**Yapılacak İşler:**
a: Aşağıdaki mahkeme kararında yer alan "Dava, anonim şirket genel kurulunun toplantıya çağrılmasına karar verilmesi istemine ilişkindir." cümlesini İngilizceye çeviriniz.
b: Aşağıdaki mahkeme kararına göre dava tarihi nedir?
c: Aşağıdaki mahkeme kararının metnini, gösterilen son cümlenin ardından sürdürünüz.

Emsal Mahkeme Kararı İstanbul Anadolu 4. Asliye Ticaret Mahkemesi 2019/84 E. 2019/629 K. 29.05.2019 T.

Görüntülediğiniz mahkeme kararı kesinleşmiş bir karardır.

T.C. İstanbul Anadolu 4. ASLİYE TİCARET MAHKEMESİ
ESAS NO : 2019/84 Esas
KARAR NO : 2019/629
DAVA : Kayyımlık (Ticari Şirkete Kayyım Atanması)
DAVA TARİHİ: 18/03/2019
KARAR TARİHİ: 29/05/2019
Mahkememizde görülmekte olan Kayyımlık (Ticari Şirkete Kayyım Atanması) davasının yapılan açık yargılaması sonunda,
GEREĞİ DÜŞÜNÜLDÜ:
İDDİA: Kısıtlı davacı vasisi dava dilekçesinde özetle, davacının hissedarı bulunduğu——– hamiline yazılı pay senetlerinin tamamının sahibi bulunduğunu, şirketin esas sözleşmesine göre hissedar olmanın yönetim kurulu üyesi seçilebilmenin ön şartı olduğunu, ancak davacının kısıtlı olduğunu ve bu nedenle yönetim kurulu üyesi seçilme yeterliliğine sahip tek bir aday bulabilmenin hukuken imkansız olduğunu, bu nedenle şirket esas sözleşmesinin 9. Maddesinin yürürlükte bulunan TTK hükümlerine uygun hale getirilmek üzere değiştirilme taleplerinin 2018 yılı olağan genel kurul toplantısında müzakere edilerek oya sunulmasını talep ettiklerini, bu itibarla bu şirket esas sözleşmesinin 9. Maddesinin değiştirilmesinin müzakere edilerek oya sunulması hususunu gündeme dahil etmek suretiyle 2018 yılı olağan genel kurul çağrısı yapmak üzere Şirket’e kayyım atanmasını ve ayrıca Şirket yönetim kurulu tarafından 29/03/2019 tarihinde yapılacak olağan genel kurul çağrısı ile ilgili olarak tedbir konulmasını talep ve dava etmiştir.
DAVANIN TESPİTİ, DAVA ŞARTINA İLİŞKİN İNCELEME, DEĞERLENDİRİLME, HUKUKİ NEDENLER VE SONUÇ:
Dava, anonim şirket genel kurulunun toplantıya çağrılmasına karar verilmesi istemine ilişkindir.

**Verilen Malzeme:**
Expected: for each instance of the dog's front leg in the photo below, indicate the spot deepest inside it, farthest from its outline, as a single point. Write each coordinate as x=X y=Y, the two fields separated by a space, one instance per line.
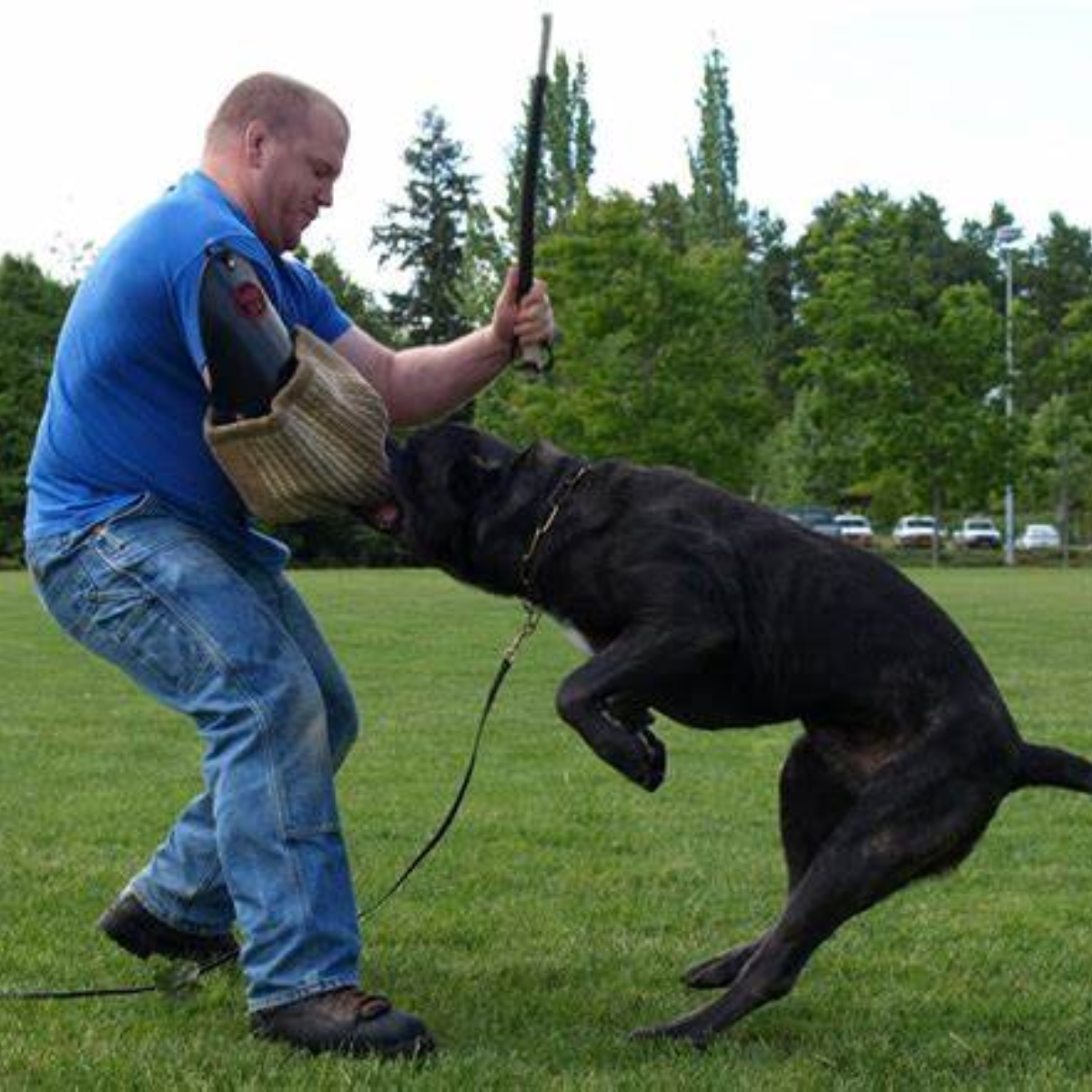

**Sıralı Yanıtlar:**
a: The case concerns a request for a decision ordering that the general assembly of a joint-stock company be called to a meeting.

b: 18/03/2019

c:
Davanın dayanağı TTK’nin 412. maddesidir.
Davacı vekili, dava dışı ————– şirket esas sözleşmesinin 9. Maddesinin değiştirilmesinin müzakere edilerek oya sunulması hususunu gündeme dahil etmek suretiyle 2018 yılı olağan genel kurul çağrısı yapmak üzere Şirket’e kayyım atanmasını talep etmektedir.
Davacı vekili, her ne kadar ayrıca Şirket yönetim kurulu tarafından 29/03/2019 tarihinde yapılacak olağan genel kurul çağrısı ile ilgili olarak tedbir konulmasını talep etmiş ise de, kısıtlı davacı vasisine işbu davayı açma izni 22.04.2019 tarihinde verildiğinden, ihtiyati tedbir talebinin konusu kalmamıştır.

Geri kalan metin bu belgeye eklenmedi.